- BRIEF -
Copy the data below exactly, omitting any picture it contains.

- AVAILABLE DATA -

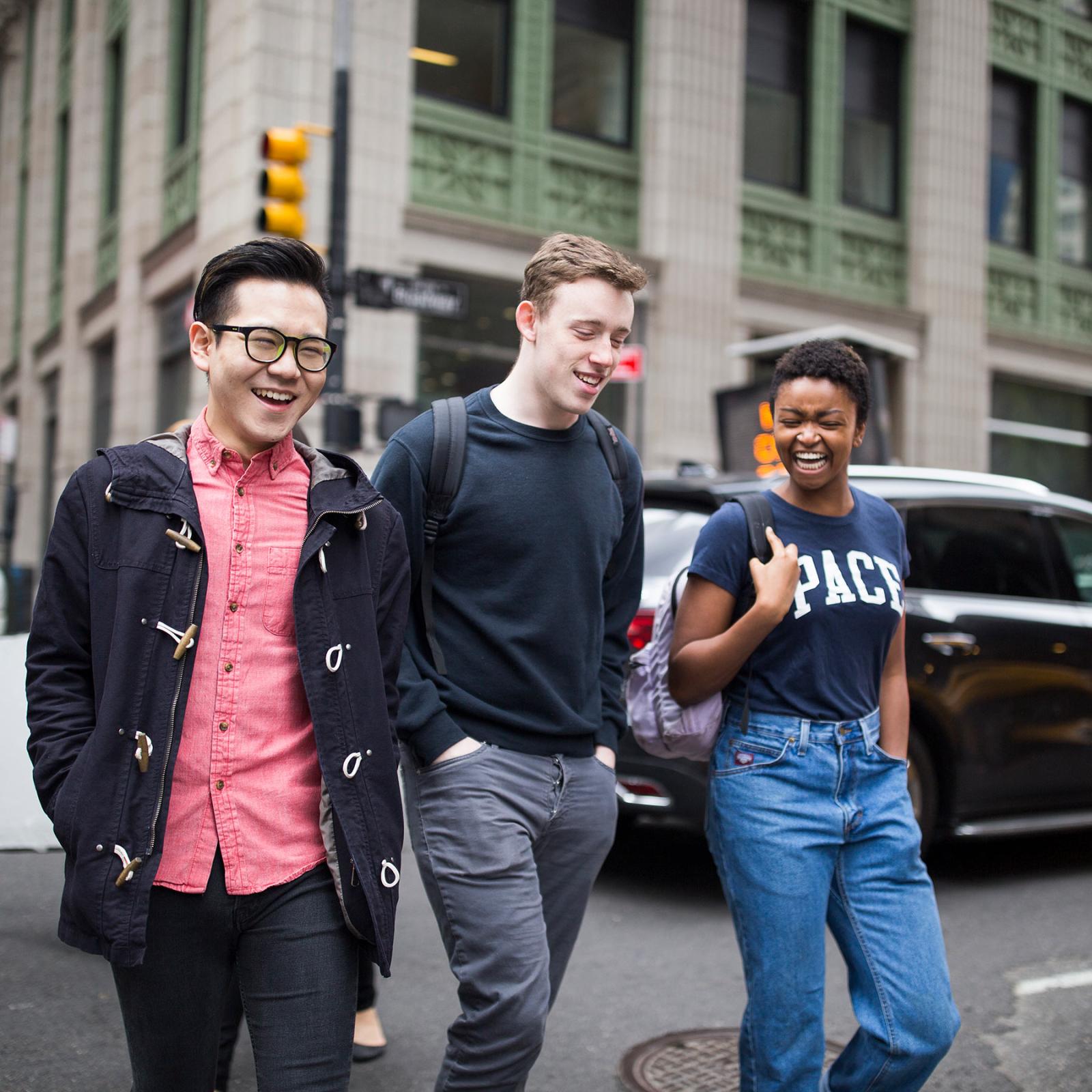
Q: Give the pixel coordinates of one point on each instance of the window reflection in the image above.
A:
(593, 59)
(461, 54)
(871, 118)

- SOLUTION TO THIS PROBLEM -
Q: Give the pixel coordinates of one point on each instance of the window reflection in the image above.
A:
(593, 59)
(461, 54)
(871, 118)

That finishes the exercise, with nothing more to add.